== Material
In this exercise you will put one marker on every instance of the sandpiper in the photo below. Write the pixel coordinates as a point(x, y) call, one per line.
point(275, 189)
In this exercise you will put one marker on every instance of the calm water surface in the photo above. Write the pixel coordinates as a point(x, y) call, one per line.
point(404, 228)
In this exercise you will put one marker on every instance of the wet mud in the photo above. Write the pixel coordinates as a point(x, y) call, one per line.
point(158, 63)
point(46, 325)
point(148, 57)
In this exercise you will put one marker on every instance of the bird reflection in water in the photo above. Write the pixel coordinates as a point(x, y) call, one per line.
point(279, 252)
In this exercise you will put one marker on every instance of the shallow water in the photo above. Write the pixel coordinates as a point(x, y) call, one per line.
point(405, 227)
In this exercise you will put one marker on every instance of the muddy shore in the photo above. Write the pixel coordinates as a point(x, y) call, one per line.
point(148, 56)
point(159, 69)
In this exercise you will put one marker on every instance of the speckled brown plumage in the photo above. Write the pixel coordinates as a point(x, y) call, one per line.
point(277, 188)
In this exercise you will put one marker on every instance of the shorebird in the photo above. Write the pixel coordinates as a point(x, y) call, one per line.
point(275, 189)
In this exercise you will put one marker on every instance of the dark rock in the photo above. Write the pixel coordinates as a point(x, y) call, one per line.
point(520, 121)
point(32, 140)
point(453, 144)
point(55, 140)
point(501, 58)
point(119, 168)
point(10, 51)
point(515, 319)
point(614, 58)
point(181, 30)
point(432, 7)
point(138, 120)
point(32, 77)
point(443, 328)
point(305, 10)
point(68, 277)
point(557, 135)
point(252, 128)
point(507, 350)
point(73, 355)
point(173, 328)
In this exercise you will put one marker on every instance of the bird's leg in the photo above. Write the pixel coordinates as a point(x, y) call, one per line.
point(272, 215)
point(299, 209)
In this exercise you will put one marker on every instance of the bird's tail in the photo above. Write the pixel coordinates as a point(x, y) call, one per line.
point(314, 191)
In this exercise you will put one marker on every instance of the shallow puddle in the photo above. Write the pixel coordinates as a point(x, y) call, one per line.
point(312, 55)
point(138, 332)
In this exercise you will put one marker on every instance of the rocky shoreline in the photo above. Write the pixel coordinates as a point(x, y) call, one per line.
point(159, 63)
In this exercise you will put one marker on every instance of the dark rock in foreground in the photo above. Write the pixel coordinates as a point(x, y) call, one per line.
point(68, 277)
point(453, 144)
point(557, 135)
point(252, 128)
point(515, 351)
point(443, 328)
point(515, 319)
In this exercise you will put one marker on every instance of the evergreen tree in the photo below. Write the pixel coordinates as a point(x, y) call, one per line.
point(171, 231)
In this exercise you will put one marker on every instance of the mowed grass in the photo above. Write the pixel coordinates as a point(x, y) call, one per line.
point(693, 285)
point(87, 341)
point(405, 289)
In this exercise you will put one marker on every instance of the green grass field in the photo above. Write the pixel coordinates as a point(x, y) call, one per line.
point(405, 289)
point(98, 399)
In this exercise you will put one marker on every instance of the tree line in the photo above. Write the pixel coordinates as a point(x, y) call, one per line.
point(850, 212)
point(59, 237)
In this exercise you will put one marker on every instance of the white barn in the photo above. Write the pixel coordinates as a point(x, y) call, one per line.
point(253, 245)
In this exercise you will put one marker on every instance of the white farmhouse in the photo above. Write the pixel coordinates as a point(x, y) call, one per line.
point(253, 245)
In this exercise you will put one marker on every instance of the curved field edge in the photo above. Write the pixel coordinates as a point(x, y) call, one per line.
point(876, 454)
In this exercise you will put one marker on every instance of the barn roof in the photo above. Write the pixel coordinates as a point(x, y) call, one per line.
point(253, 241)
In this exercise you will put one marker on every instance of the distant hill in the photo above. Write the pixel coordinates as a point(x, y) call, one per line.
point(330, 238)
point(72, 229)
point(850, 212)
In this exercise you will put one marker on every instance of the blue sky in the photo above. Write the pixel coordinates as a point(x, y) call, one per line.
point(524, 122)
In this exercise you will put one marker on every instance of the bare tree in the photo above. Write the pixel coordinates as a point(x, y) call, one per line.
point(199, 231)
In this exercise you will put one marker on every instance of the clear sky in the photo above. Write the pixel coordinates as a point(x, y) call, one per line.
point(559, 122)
====
■ **What to do**
Copy every line of the entries above verbatim, keeping their original order.

■ **Response**
In this exercise you will put one marker on every instance of the sandpiper in the photo below. Write the pixel coordinates as a point(x, y) call, one per line.
point(275, 189)
In this exercise you will put one marker on every instance of the calm water surface in the photo above. Write the pixel coordinates as a point(x, y) call, one per line.
point(404, 228)
In this exercise you will put one marker on every instance of the wet mud in the photo above. Write the pixel coordinates as a point(x, y) call, one per line.
point(158, 63)
point(46, 325)
point(148, 57)
In this exercise you will put one marker on every instance of the bird reflection in water in the photo above. Write the pixel coordinates as a point(x, y) call, one per line.
point(279, 252)
In this exercise you will put one marker on every instance of the shallow water in the photo above. Write the pixel coordinates as a point(x, y) call, one per line.
point(405, 227)
In this exercise you will put one marker on every instance of the muddy shore in the photo above. Write the pixel coordinates as a point(x, y) call, one per line.
point(148, 56)
point(159, 69)
In this exercise you will put one marker on every instance of the speckled brown plumage in the photo above. Write the pixel coordinates as a point(x, y) call, one per line.
point(277, 188)
In this exercise you will put one marker on every instance of the shorebird in the photo above. Write the pixel coordinates as a point(x, y) call, one per line.
point(275, 189)
In this exercise you will put one marker on every instance of the dark rock in the photo above. Write the pixel coordinates as a point(x, y) call, one per line.
point(520, 121)
point(32, 140)
point(453, 144)
point(55, 140)
point(501, 58)
point(119, 168)
point(10, 51)
point(515, 319)
point(614, 58)
point(181, 30)
point(432, 7)
point(138, 120)
point(32, 77)
point(443, 328)
point(305, 10)
point(68, 277)
point(557, 135)
point(252, 128)
point(507, 350)
point(73, 355)
point(173, 328)
In this exercise you will put one marker on every instance of the bird's leg in the photo above. Write the pixel coordinates as a point(x, y) call, one per line.
point(272, 215)
point(299, 209)
In this exercise you will put one marker on every instance of the bird's tail in the photo above. Write the pixel coordinates as a point(x, y) call, one per line.
point(314, 191)
In this exercise you will put one marker on every instance of the shallow puddle in the photo above. Write the pixel coordinates as a point(x, y) call, one per line.
point(312, 55)
point(138, 332)
In this exercise you will put one marker on every instance of the rocky shoreline in the photo above. Write the pixel coordinates as a point(x, y) call, one per line.
point(159, 63)
In this exercise you will put one marker on every instance of the dark rock in foreground in the photo above. Write the pixel coordinates as a point(x, y) call, one per line.
point(68, 277)
point(453, 144)
point(557, 135)
point(252, 128)
point(515, 351)
point(443, 328)
point(515, 319)
In this exercise you will put one marker on every instance of the evergreen tree in the photo below. Write the pixel coordinates as a point(x, y) call, one per line.
point(171, 231)
In this exercise you will put one marker on every instance of the mowed grass in the photo above. Write the pixel coordinates as a point(x, y) call, one per line.
point(693, 285)
point(87, 341)
point(405, 289)
In this exercise you will put one marker on every instance of the green grass field in the photo above. Write the pixel coordinates as a point(x, y) call, one per line.
point(405, 289)
point(98, 399)
In this exercise you will put one marker on every instance of the tree line in the photo above. Write the pixel coordinates as a point(x, y) call, one per line.
point(850, 212)
point(59, 237)
In this exercise you will put one marker on every instance of the white barn in the photo above. Write the pixel coordinates as a point(x, y) call, one per line.
point(253, 245)
In this exercise you will put one marker on every instance of the white farmhouse in the photo above. Write the pixel coordinates as a point(x, y) call, one per line.
point(253, 245)
In this exercise you will put one marker on every instance of the curved field edge in the photo above. Write the pixel coordinates as a point(x, y) call, one per line.
point(876, 454)
In this exercise you will put one marker on every instance of the barn roof in the photo above. Write the pixel coordinates as a point(x, y) call, one per line.
point(253, 241)
In this exercise you will put one marker on every instance of the distant hill in the photo above. Write the pixel coordinates as a point(x, y) call, one per line.
point(330, 238)
point(72, 229)
point(850, 212)
In this exercise you will put one marker on every instance of the blue sky in the photo above. Write the pixel coordinates as a point(x, y) call, one per line.
point(524, 122)
In this exercise you will put one marker on every instance of the bare tree in the photo above. Write the pixel coordinates as a point(x, y) call, one per line.
point(199, 231)
In this exercise you will put one marker on every instance of the clear sky in the photo above. Write the pixel coordinates as a point(x, y) call, one per line.
point(559, 122)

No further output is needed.